PROVIDED TEXT:
*** Begin section ***

By late October van Steenbergh had reached the opposite side of the alley and began to slope his tunnel upwards. 18 feet (6 m) into the tunnel, he reached a crawl space under the bank building. From there he managed to get into the bank's cellar and just underneath the vault. He estimated the vault floor to be about 20 inches (50 cm) thick.

In order to break through the vault floor, van Steenbergh first tried a hammer and chisel, but quickly realized he would need stronger tools. He then inquired about suitable tools at a tool rental shop and was shown a rotary hammer. He broke into the shop the same night and stole the tools he needed. However, the power tool turned out to be so noisy that van Steenbergh feared it might alert others to his actions, and temporarily abandoned his plans over Christmas. In early January he decided to blast a hole in the vault floor, bought dynamite under an assumed name and studied explosives at the Seattle library. In mid-February he began to drill holes in the vault floor and ignited his first round of dynamite, which removed only some five inches (12 cm) of concrete.

Van Steenbergh's actions did not go entirely unnoticed: employees noticed dust and plaster falling from the ceilings and cracks in the walls. Experts were consulted, who suspected an industrial paper cutter on the third floor of being responsible for the damage; some also attributed it to the building's location near the Boeing plant, which meant aircraft were frequently flying over the building at low altitudes. No actions were taken.

In the late evening hours of Friday, February 17, van Steenbergh ignited the final round of dynamite. Fearing that the blast might have set off an alarm in the bank, he fled the site to return on the following afternoon and ensure nobody appeared to have grown suspicious. The blast had indeed been heard by two local residents, who had thought it to be the sonic boom of a fighter jet. Van Steenbergh entered the building through his tunnel on Saturday night and found he had blasted a 14 by 16 inch (35 by 40 cm) hole into the vault floor, just in the center so it had not set off the burglar alarm and had also missed heavy steel reinforcing bars. Authorities believed van Steenbergh had used magnetic locators to determine the best location, which he denied, stating he had been “just lucky”. Van Steenbergh looted $45,689.53 in bank notes and coins, of a total of $150,000 kept in the vault. He returned to the scene again on Sunday night to cover up his tracks. The burglary was not discovered until the first bank employees arrived on Monday, February 20.

*** End section ***

RECORD EXCERPTS:
*** Begin section ***

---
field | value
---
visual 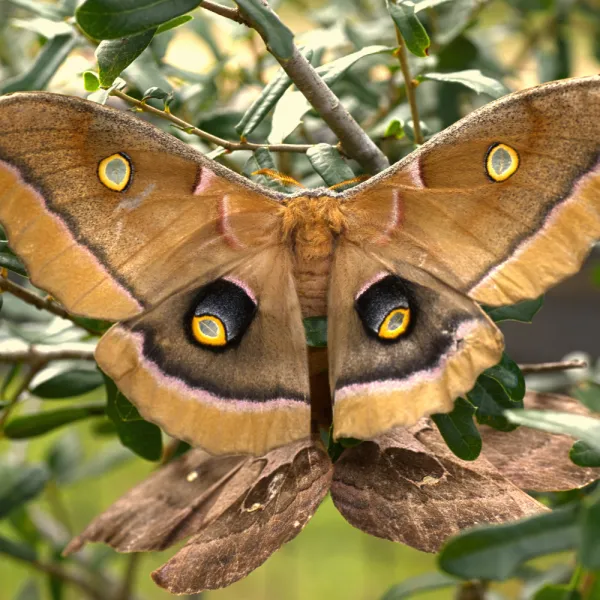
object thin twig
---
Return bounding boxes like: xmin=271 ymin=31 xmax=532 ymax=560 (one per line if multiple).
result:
xmin=268 ymin=47 xmax=389 ymax=174
xmin=111 ymin=90 xmax=312 ymax=153
xmin=197 ymin=0 xmax=389 ymax=173
xmin=14 ymin=556 xmax=106 ymax=600
xmin=519 ymin=359 xmax=588 ymax=375
xmin=0 ymin=277 xmax=98 ymax=335
xmin=394 ymin=27 xmax=423 ymax=144
xmin=114 ymin=552 xmax=142 ymax=600
xmin=198 ymin=0 xmax=250 ymax=26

*** End section ***

EXPLORE THE MATERIAL:
**a)** Reproduce the part of the bank burglary text starting with "In order to" and going on through "cm) of concrete.".
**b)** For each statement, say yes or no depending on whether the bank burglary text supports it, and quote the words that decide it: (i) Van Steenbergh studied explosives at the Seattle library. (ii) His first round of dynamite removed about 20 inches of concrete. (iii) Two local residents took the blast for a fighter jet's sonic boom.
**c)** According to the bank burglary text, how much money did van Steenbergh loot from the vault?
The listing has no role in this work.

RESULTS BY TASK:
**a)**
In order to break through the vault floor, van Steenbergh first tried a hammer and chisel, but quickly realized he would need stronger tools. He then inquired about suitable tools at a tool rental shop and was shown a rotary hammer. He broke into the shop the same night and stole the tools he needed. However, the power tool turned out to be so noisy that van Steenbergh feared it might alert others to his actions, and temporarily abandoned his plans over Christmas. In early January he decided to blast a hole in the vault floor, bought dynamite under an assumed name and studied explosives at the Seattle library. In mid-February he began to drill holes in the vault floor and ignited his first round of dynamite, which removed only some five inches (12 cm) of concrete.

**b)**
(i) Yes: "studied explosives at the Seattle library"
(ii) No: "removed only some five inches (12 cm) of concrete"
(iii) Yes: "The blast had indeed been heard by two local residents, who had thought it to be the sonic boom of a fighter jet."

**c)** $45,689.53 in bank notes and coins.